To learn more about the show, ARTnews caught up with the show’s London-based co-curator Agnes Gryczkowska over email. (Jenny Schlenzka was the show’s other co-curator and director of the museum.) The practice of Gryczkowska, who is also an art historian and writer, centers on creating Gesamtkunstwerk-like exhibitions. Her work stages dialogues between contemporary and historical narratives through a distinctly dark, interdisciplinary lens. Her recent curated exhibitions include “Au-delà” at Lafayette Anticipation in Paris and “Theatre of Cruelty” at Casino Luxembourg. She was also curator at Schinkel Pavillon in Berlin and assistant curator at the Serpentine Galleries in London.

This interview has been edited lightly for clarity and concision. 



ARTnews: Abramović has long used the body as both medium and message. How does “Balkan Erotic Epic: The Exhibition” extend or challenge the legacy of her earlier works, particularly in its scale and immersive structure?

Agnes Gryczkowska: “Balkan Erotic Epic: The Exhibition” extends ideas present from the beginning of Abramović’s practice, body, ritual, pain, eroticism, death, transformation, but on an expanded scale. In earlier works such as Rhythm 5 (1974) and Lips of Thomas (1975/2005), the body is solitary: her own, pushed to its limits in acts of endurance and transcendence. Here, that logic shifts outward, from the individual to the collective body, from private ordeal to shared rite. The body becomes a ritual instrument embedded in land, myth, and ancestry.

In this exhibition, that logic shifts outward—from the individual to the collective body. The body becomes a ritual instrument embedded in land, Slavic myth, and ancestry. It is still central, but no longer singular; it is multiplied, communal, and activated through collective gesture rather than individual extremity.

This expansion is rooted in Abramović’s Balkan Erotic Epic (2025) project, which premiered at Factory International. While that performative version combines video, live performance, sound, ritual action, and folklore into an immersive whole, the exhibition at Gropius Bau takes a different approach. It traces Abramović’s relationship to the Balkans and her understanding of eroticism across her entire oeuvre, placing this new body of work in dialogue with earlier pieces.

• • • • • • •

**Stated exercise 1**.
Say whether each statement agrees with the interview, answering yes or no and quoting the words of the interview that decide it.
(a) Gryczkowska is based in London.
(b) The performative version of Balkan Erotic Epic premiered at Gropius Bau.
(c) Jenny Schlenzka was the show's other co-curator.

**Records to use**.

• • • • • • •

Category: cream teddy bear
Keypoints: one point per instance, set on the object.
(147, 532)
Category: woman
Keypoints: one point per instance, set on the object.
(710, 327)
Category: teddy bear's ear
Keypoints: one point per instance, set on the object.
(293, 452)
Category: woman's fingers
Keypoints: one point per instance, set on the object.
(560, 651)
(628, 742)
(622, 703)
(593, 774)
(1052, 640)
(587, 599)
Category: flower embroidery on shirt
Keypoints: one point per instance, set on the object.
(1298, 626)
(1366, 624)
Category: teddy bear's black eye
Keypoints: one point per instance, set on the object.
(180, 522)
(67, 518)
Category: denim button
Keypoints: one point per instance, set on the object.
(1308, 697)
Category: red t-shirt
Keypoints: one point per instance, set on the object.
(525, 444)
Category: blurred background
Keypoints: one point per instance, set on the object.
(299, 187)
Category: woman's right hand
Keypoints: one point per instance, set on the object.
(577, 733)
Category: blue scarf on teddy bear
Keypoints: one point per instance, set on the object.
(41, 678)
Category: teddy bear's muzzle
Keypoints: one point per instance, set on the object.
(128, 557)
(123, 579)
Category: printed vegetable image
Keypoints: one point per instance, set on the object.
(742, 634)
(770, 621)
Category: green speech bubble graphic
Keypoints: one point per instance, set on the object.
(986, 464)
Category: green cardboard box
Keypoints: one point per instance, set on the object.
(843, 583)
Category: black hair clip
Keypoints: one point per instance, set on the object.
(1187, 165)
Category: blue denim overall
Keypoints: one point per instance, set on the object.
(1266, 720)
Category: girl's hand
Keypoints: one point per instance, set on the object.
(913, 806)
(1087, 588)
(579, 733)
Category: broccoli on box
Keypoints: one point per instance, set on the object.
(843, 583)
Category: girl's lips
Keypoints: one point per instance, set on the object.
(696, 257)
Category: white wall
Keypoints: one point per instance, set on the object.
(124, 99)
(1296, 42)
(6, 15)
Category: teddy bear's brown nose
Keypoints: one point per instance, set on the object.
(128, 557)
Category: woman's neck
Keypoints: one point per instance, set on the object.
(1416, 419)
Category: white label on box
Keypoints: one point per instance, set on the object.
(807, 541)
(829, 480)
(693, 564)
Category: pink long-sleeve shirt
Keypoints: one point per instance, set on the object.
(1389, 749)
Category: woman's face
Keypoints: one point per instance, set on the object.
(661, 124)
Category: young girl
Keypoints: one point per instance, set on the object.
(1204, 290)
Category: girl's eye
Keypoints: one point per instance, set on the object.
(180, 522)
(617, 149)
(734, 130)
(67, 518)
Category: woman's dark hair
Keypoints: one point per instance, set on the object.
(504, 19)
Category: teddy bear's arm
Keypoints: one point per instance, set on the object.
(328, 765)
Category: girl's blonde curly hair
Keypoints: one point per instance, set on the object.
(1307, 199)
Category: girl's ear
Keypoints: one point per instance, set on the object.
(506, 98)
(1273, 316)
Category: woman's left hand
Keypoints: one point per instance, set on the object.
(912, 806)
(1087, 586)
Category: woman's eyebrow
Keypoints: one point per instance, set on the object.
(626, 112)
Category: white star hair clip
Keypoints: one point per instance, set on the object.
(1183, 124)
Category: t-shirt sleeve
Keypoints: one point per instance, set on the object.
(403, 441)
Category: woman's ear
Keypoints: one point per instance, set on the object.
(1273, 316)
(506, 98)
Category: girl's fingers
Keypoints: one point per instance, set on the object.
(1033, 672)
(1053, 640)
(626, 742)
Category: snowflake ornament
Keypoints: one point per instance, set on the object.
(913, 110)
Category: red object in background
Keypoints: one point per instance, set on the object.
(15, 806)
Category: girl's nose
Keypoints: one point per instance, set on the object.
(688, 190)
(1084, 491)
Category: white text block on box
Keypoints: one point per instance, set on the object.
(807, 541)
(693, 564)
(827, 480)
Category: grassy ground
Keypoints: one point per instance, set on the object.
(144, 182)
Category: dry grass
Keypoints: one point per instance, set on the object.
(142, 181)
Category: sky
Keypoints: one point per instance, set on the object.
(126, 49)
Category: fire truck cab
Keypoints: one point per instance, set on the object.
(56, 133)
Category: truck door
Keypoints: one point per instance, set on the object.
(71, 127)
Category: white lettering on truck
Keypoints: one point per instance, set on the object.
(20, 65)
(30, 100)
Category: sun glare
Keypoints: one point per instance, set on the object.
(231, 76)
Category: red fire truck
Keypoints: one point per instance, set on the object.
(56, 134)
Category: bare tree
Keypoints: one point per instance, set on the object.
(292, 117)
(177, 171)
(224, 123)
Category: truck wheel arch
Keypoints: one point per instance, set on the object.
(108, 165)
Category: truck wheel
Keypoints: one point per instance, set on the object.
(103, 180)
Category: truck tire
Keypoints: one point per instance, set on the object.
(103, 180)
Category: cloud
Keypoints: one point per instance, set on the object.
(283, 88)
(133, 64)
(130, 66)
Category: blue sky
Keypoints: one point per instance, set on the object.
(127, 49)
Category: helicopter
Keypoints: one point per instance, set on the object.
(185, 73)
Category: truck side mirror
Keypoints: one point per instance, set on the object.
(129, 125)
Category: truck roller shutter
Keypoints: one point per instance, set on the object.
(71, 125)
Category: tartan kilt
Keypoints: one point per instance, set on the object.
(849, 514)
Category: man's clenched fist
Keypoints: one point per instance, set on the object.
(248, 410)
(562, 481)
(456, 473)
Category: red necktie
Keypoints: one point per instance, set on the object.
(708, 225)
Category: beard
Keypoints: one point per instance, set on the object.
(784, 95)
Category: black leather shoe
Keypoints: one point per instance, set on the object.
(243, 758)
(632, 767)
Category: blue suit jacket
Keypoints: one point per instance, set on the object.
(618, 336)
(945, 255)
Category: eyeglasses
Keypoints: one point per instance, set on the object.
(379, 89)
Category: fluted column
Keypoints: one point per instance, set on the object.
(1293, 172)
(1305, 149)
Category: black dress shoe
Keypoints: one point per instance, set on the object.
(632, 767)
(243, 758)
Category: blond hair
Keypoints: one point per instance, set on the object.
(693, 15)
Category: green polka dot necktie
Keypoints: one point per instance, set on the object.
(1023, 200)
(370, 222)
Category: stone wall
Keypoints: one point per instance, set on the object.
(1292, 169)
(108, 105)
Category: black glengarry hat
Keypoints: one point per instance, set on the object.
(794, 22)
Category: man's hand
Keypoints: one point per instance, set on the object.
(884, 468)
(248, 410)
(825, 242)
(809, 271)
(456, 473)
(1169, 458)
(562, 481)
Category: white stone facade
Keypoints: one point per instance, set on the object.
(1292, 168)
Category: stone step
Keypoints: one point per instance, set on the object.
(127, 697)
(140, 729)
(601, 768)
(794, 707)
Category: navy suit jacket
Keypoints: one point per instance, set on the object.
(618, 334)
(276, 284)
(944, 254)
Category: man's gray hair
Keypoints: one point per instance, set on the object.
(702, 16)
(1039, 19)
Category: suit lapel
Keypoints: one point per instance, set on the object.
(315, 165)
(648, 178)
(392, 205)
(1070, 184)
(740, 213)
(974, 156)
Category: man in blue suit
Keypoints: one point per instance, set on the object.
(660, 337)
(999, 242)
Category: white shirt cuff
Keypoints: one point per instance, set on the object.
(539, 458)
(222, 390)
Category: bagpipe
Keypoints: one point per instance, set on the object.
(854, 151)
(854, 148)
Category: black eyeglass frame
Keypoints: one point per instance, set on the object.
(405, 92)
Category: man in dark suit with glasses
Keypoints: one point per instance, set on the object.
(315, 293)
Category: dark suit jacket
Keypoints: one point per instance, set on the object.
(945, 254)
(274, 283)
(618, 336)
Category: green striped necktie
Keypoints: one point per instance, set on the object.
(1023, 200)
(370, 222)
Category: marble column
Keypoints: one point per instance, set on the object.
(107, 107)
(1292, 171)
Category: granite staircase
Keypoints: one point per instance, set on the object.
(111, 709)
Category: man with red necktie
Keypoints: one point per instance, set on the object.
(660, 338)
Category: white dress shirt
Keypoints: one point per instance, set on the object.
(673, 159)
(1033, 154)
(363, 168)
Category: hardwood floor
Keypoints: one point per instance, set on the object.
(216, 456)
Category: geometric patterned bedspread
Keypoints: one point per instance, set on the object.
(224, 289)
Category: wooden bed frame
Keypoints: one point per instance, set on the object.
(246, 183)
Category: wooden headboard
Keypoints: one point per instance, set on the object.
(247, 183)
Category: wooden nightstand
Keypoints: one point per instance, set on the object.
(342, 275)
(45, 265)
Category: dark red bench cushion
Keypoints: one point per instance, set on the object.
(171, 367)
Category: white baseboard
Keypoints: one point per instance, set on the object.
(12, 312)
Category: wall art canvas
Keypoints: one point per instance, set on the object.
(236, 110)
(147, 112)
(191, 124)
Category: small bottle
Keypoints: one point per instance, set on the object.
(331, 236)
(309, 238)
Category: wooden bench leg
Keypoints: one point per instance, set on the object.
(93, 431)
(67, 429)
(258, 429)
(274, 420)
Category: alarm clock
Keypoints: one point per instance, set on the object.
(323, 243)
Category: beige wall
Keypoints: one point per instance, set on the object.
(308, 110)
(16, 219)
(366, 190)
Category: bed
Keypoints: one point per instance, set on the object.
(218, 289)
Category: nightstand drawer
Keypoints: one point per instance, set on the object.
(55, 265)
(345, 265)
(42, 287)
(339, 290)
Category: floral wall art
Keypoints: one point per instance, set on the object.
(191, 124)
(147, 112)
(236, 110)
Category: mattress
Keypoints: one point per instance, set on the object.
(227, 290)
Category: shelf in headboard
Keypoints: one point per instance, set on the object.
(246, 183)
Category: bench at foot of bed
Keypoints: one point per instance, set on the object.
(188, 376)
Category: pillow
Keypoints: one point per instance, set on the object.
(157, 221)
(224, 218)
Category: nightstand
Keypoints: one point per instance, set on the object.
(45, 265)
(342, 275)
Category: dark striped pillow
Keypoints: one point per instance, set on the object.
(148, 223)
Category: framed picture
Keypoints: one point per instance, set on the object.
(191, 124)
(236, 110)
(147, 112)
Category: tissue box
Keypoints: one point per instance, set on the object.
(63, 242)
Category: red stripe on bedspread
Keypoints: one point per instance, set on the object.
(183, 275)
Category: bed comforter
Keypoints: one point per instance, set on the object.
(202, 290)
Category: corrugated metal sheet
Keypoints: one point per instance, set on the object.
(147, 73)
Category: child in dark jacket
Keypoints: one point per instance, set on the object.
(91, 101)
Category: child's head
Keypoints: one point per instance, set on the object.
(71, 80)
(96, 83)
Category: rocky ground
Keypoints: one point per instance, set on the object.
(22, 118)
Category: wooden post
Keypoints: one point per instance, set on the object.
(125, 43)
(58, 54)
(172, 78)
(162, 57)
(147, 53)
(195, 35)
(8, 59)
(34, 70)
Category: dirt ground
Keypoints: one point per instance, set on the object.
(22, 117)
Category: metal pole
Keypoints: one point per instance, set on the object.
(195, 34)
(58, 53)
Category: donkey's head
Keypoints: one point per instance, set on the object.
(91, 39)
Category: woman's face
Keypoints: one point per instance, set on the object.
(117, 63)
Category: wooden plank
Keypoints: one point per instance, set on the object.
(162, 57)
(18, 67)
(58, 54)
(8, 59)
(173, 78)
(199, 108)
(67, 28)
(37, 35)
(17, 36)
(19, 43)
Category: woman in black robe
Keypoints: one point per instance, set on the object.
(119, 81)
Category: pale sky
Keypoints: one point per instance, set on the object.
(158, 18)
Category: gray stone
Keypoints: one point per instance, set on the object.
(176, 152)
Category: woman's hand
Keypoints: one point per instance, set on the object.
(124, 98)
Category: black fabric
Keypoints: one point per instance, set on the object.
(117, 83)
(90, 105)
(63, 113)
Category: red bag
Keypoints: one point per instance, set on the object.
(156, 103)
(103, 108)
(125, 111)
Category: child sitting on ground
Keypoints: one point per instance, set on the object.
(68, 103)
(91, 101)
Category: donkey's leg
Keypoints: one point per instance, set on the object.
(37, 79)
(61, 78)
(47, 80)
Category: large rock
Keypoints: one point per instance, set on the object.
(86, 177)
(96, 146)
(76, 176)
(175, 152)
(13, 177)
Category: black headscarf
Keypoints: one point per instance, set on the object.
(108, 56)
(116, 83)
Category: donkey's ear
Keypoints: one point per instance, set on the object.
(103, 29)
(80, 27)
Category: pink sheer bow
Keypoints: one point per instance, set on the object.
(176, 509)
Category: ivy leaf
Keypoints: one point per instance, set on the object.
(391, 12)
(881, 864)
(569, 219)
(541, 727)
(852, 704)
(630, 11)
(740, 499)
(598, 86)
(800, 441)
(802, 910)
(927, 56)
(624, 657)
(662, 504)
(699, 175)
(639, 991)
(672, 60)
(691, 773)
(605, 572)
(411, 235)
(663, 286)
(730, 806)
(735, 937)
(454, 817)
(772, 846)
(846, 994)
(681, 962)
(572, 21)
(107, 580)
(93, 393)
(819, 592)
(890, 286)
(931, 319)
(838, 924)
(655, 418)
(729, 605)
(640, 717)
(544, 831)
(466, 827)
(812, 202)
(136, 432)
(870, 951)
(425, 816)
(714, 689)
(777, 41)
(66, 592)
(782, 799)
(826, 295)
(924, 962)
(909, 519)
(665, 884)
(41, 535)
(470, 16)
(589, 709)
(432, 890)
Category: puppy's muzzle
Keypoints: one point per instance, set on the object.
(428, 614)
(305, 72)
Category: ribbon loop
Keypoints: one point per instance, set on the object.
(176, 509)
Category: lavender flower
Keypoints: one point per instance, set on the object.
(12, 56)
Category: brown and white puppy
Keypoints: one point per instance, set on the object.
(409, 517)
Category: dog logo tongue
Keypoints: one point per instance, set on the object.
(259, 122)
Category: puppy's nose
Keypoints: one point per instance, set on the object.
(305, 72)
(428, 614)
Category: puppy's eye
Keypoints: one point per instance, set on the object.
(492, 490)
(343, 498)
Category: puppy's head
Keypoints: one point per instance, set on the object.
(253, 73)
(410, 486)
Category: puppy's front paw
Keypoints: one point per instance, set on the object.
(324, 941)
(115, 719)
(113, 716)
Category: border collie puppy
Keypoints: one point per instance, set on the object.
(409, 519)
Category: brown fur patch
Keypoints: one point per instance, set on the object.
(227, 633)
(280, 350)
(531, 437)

• • • • • • •

**Stated exercise 2**. Please express the stretch of the listing from the line containing "Category: lavender flower" through the end of the listing as a Markdown table with the columns Row and Line. Number the rows, leave out blank lines, and include only those lines.

**Written answer 1**.
(a) Yes: "the show’s London-based co-curator Agnes Gryczkowska"
(b) No: "Abramović’s Balkan Erotic Epic (2025) project, which premiered at Factory International"
(c) Yes: "Jenny Schlenzka was the show’s other co-curator and director of the museum."

**Written answer 2**.
| Row | Line |
|---|---|
| 1 | Category: lavender flower |
| 2 | Keypoints: one point per instance, set on the object. |
| 3 | (12, 56) |
| 4 | Category: brown and white puppy |
| 5 | Keypoints: one point per instance, set on the object. |
| 6 | (409, 517) |
| 7 | Category: dog logo tongue |
| 8 | Keypoints: one point per instance, set on the object. |
| 9 | (259, 122) |
| 10 | Category: puppy's nose |
| 11 | Keypoints: one point per instance, set on the object. |
| 12 | (305, 72) |
| 13 | (428, 614) |
| 14 | Category: puppy's eye |
| 15 | Keypoints: one point per instance, set on the object. |
| 16 | (492, 490) |
| 17 | (343, 498) |
| 18 | Category: puppy's head |
| 19 | Keypoints: one point per instance, set on the object. |
| 20 | (253, 73) |
| 21 | (410, 486) |
| 22 | Category: puppy's front paw |
| 23 | Keypoints: one point per instance, set on the object. |
| 24 | (324, 941) |
| 25 | (115, 719) |
| 26 | (113, 716) |
| 27 | Category: border collie puppy |
| 28 | Keypoints: one point per instance, set on the object. |
| 29 | (409, 519) |
| 30 | Category: brown fur patch |
| 31 | Keypoints: one point per instance, set on the object. |
| 32 | (227, 633) |
| 33 | (280, 350) |
| 34 | (531, 437) |